■ WRITTEN INSTRUCTION
Revise everything from the line containing "Pick out the stadium" down to the end of the rows, putting "video board" in place of "scoreboard screen" and leaving all else unchanged.
BEGIN SUPPLIED INFORMATION
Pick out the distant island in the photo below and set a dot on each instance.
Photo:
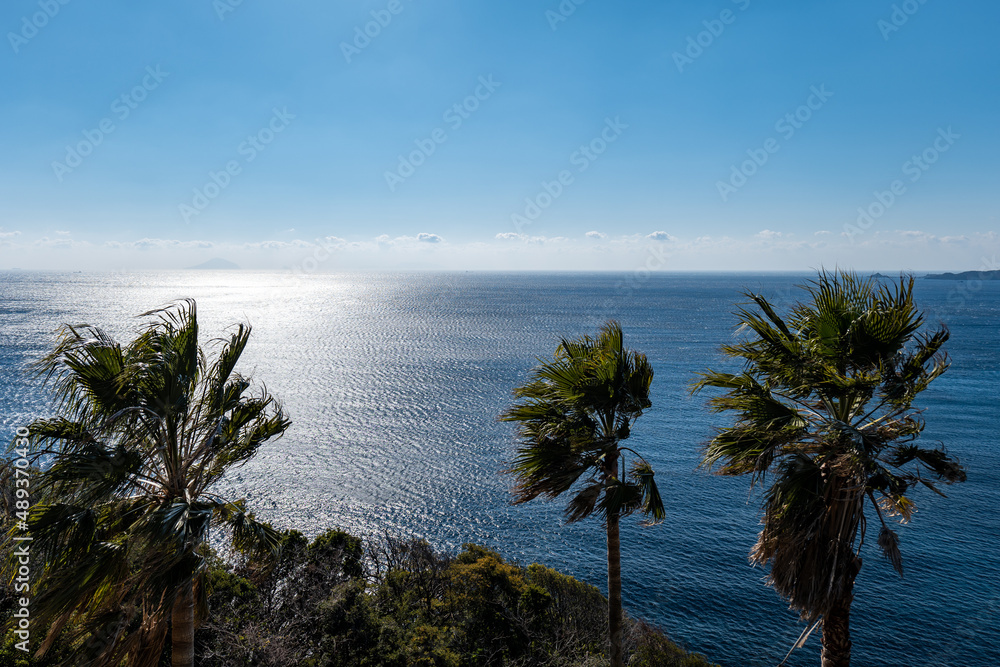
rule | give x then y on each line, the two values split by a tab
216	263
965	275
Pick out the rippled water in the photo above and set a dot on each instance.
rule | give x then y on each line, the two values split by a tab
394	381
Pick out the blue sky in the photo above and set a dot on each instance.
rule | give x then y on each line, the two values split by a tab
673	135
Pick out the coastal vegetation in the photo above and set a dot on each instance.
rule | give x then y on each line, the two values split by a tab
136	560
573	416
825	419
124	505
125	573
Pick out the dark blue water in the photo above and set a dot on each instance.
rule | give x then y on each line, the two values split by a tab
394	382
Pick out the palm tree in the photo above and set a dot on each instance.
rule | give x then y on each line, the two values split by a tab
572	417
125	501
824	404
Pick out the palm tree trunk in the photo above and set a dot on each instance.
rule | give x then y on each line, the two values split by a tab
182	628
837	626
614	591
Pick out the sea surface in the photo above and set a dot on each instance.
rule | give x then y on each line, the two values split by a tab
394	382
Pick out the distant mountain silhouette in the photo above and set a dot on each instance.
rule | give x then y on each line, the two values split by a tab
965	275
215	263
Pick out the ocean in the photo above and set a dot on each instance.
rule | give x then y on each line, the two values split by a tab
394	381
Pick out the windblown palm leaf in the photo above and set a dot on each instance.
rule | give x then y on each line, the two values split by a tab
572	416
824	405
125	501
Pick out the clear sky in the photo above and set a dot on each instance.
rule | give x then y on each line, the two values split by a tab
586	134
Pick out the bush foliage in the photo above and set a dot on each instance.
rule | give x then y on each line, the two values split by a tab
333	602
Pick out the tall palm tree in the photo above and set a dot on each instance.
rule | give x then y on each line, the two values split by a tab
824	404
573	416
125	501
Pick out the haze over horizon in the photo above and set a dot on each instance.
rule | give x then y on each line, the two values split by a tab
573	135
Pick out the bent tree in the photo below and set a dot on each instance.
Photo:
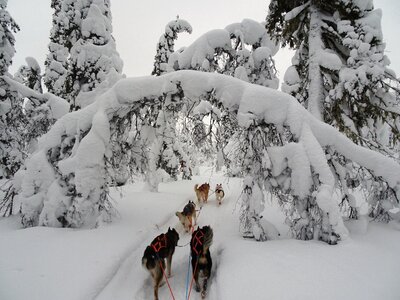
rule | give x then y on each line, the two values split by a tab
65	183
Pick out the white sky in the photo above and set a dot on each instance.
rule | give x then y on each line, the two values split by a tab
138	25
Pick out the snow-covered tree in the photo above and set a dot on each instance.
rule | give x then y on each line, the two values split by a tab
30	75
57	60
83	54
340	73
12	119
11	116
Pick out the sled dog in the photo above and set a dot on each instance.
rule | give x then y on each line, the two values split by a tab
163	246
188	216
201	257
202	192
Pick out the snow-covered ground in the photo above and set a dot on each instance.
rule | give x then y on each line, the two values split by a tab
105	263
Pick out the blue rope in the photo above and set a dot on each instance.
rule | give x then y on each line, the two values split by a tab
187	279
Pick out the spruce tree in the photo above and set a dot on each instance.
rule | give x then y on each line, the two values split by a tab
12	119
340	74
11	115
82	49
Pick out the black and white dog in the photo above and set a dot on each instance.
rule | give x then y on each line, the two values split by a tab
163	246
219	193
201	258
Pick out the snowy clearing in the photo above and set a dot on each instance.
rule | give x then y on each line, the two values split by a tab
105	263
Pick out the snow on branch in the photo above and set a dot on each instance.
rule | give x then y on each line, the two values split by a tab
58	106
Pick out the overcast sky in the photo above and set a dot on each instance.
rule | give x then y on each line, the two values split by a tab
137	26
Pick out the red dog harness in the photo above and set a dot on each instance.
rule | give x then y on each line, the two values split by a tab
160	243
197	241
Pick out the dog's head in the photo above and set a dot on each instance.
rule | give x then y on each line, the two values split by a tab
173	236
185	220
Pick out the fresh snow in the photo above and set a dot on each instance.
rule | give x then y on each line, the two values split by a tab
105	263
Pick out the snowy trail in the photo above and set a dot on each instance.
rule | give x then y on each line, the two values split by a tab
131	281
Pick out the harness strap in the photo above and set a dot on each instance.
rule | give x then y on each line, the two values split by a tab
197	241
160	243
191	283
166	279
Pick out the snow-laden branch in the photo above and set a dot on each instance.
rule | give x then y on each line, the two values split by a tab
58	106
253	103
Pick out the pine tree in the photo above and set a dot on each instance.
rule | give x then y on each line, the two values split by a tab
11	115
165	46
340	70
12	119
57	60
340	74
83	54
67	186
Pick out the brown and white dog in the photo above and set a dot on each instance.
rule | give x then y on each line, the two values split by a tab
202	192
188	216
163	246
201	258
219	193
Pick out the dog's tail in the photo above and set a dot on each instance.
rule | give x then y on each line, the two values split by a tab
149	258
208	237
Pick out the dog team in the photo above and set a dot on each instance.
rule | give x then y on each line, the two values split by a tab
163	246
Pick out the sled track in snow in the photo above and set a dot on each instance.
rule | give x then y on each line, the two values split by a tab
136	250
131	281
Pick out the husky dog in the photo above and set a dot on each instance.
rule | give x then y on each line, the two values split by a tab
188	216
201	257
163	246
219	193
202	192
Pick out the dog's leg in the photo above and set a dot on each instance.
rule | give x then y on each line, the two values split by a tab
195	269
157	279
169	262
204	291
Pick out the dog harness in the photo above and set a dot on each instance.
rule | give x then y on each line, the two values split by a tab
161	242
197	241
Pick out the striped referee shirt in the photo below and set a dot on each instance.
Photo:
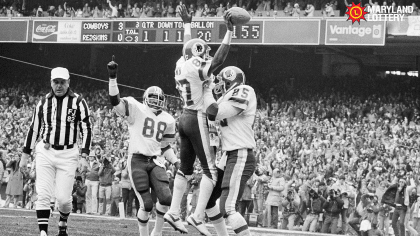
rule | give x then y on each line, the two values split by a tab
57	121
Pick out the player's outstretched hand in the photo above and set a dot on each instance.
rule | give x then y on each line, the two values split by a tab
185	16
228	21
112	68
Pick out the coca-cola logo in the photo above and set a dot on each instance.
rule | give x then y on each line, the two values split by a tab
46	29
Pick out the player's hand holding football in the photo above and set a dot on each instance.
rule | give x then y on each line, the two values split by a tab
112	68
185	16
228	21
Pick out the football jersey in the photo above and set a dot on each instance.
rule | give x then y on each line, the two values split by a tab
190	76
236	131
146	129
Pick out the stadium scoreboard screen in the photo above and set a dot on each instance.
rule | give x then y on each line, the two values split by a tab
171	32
END SUPPLIED INFORMATION
■ COMPLETED EXERCISE
Pick out the stadium video board in the photo above and set a dot on each instance.
rule | give x then y on each line, the two values split by a tab
171	32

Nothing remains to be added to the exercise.